STUDY MATERIAL:
*** Block opens ***

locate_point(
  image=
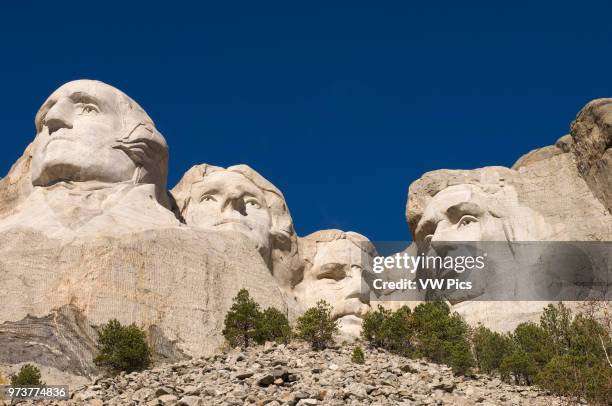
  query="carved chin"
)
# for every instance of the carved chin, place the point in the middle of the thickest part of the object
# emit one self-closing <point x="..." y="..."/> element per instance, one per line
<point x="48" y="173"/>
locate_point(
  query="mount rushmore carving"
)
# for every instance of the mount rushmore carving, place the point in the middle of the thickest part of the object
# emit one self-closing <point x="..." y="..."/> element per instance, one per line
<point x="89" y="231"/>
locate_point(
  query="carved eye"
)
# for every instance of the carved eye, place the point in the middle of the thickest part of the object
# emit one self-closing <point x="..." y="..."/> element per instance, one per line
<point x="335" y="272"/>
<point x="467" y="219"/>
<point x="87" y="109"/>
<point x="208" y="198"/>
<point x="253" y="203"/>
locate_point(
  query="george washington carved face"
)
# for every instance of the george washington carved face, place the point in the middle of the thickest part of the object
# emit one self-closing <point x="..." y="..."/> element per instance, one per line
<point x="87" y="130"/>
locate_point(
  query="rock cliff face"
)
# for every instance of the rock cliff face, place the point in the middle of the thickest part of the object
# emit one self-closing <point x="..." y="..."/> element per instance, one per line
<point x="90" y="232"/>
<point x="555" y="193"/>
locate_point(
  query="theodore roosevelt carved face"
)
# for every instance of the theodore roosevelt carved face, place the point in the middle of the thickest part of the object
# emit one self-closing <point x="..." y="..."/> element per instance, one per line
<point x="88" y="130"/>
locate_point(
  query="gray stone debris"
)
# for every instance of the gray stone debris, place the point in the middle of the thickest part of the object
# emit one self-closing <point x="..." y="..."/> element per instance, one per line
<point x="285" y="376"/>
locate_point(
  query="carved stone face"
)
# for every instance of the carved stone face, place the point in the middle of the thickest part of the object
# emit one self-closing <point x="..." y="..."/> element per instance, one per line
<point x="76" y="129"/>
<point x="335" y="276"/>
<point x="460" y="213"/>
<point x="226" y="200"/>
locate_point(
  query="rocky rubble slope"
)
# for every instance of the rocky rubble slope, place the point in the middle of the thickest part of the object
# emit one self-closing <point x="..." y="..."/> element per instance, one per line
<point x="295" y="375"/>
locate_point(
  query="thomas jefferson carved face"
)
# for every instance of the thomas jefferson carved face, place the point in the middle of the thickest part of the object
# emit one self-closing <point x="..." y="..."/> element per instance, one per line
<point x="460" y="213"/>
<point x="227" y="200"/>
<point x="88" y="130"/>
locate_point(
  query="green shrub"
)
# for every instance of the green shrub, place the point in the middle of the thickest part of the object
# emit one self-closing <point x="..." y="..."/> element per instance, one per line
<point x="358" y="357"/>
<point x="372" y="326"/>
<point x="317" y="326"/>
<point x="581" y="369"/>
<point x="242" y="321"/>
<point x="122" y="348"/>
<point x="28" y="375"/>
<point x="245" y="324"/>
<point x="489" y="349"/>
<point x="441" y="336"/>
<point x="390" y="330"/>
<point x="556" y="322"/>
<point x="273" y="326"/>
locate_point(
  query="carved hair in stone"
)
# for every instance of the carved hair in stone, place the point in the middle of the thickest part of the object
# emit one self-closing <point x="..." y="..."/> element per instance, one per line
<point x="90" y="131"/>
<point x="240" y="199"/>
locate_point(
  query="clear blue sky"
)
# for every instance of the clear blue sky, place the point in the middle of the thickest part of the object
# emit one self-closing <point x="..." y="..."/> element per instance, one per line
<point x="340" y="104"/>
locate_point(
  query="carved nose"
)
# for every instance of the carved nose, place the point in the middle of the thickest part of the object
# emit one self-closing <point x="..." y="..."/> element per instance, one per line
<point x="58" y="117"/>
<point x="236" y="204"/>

*** Block closes ***

EXERCISE: Everything in the listing should be repeated exactly except the pictures.

EXERCISE SOLUTION:
locate_point(
  image=
  query="carved chin"
)
# for every instance of the carved chin, place the point in the middle of the thickest part of the object
# emit one self-closing <point x="..." y="..."/> element per instance, one per line
<point x="48" y="173"/>
locate_point(
  query="mount rushmore carving"
)
# for every instance of the mount rushmore carving, place the point in the middle of the thickest part of the object
# emit one self-closing <point x="..." y="..."/> element per instance, one per line
<point x="89" y="231"/>
locate_point(
  query="carved eye"
)
# for every instance of the carved eye, place the point in the middle of the thickest part of the object
# emit one self-closing <point x="..." y="..."/> element per instance, one per line
<point x="335" y="272"/>
<point x="467" y="219"/>
<point x="87" y="109"/>
<point x="208" y="198"/>
<point x="253" y="203"/>
locate_point(
  query="george washington carved face"
)
# for every instance of the george washington carved face, place the point in the middle of the thickest part of the object
# emit one self-closing <point x="..." y="..."/> element per instance, one per line
<point x="87" y="130"/>
locate_point(
  query="rock cliff face"
)
# for every instance of the rock cliff face, place the point in the middle of the thickest part of the object
# emit one self-closing <point x="..." y="..."/> element per instance, one per line
<point x="90" y="232"/>
<point x="555" y="193"/>
locate_point(
  query="theodore roosevelt carved face"
)
# for every instance of the theodore roosevelt carved face, place the point in the middle of the thickest part of the object
# emit one self-closing <point x="..." y="..."/> element per instance, one per line
<point x="88" y="130"/>
locate_point(
  query="gray stone debris"
)
# for every instance of the gray stone debris, place the point in the middle of the thickest part of the object
# emit one self-closing <point x="..." y="..."/> element per instance, one per line
<point x="285" y="376"/>
locate_point(
  query="carved stone face"
)
# for every instance of the carved stone face, place the point in the middle of the thickest part of the object
# emit one self-closing <point x="..." y="..."/> element per instance, one per line
<point x="76" y="129"/>
<point x="335" y="276"/>
<point x="460" y="213"/>
<point x="226" y="200"/>
locate_point(
  query="rocky rubble slope"
)
# for every instance of the rocky rubble slope, place the point in the middle of the thickest part of the object
# emit one self-closing <point x="..." y="..."/> element per instance, one per line
<point x="295" y="375"/>
locate_point(
  query="thomas jefferson carved face"
)
# for every instance of the thomas jefferson carved face, place the point in the middle of the thickest part of the object
# emit one self-closing <point x="..." y="..."/> element per instance, one per line
<point x="460" y="213"/>
<point x="227" y="200"/>
<point x="88" y="130"/>
locate_point(
  query="green shrub"
)
# for every instance of the green shrub, place the point in the middle of the thickest part of the object
# emit one self-closing <point x="..." y="..."/> element per instance, one per line
<point x="358" y="357"/>
<point x="372" y="326"/>
<point x="317" y="326"/>
<point x="581" y="369"/>
<point x="242" y="321"/>
<point x="122" y="348"/>
<point x="28" y="375"/>
<point x="245" y="324"/>
<point x="489" y="349"/>
<point x="441" y="336"/>
<point x="390" y="330"/>
<point x="556" y="322"/>
<point x="273" y="326"/>
locate_point(
  query="carved hair in stone"
)
# for every instance of the carved hair in stone, place the point in the middle of the thickest part of the object
# emit one self-closing <point x="..." y="..."/> element per instance, one per line
<point x="90" y="131"/>
<point x="240" y="199"/>
locate_point(
  query="clear blue sky"
)
# for every instance of the clear blue sky, place the point in the middle of the thickest part of the object
# emit one self-closing <point x="..." y="..."/> element per instance, one per line
<point x="340" y="104"/>
locate_point(
  query="carved nose"
)
# for every instance of the carved nose, place the point in the middle of the thickest part of the object
# emit one self-closing <point x="..." y="..."/> element per instance, one per line
<point x="58" y="117"/>
<point x="236" y="204"/>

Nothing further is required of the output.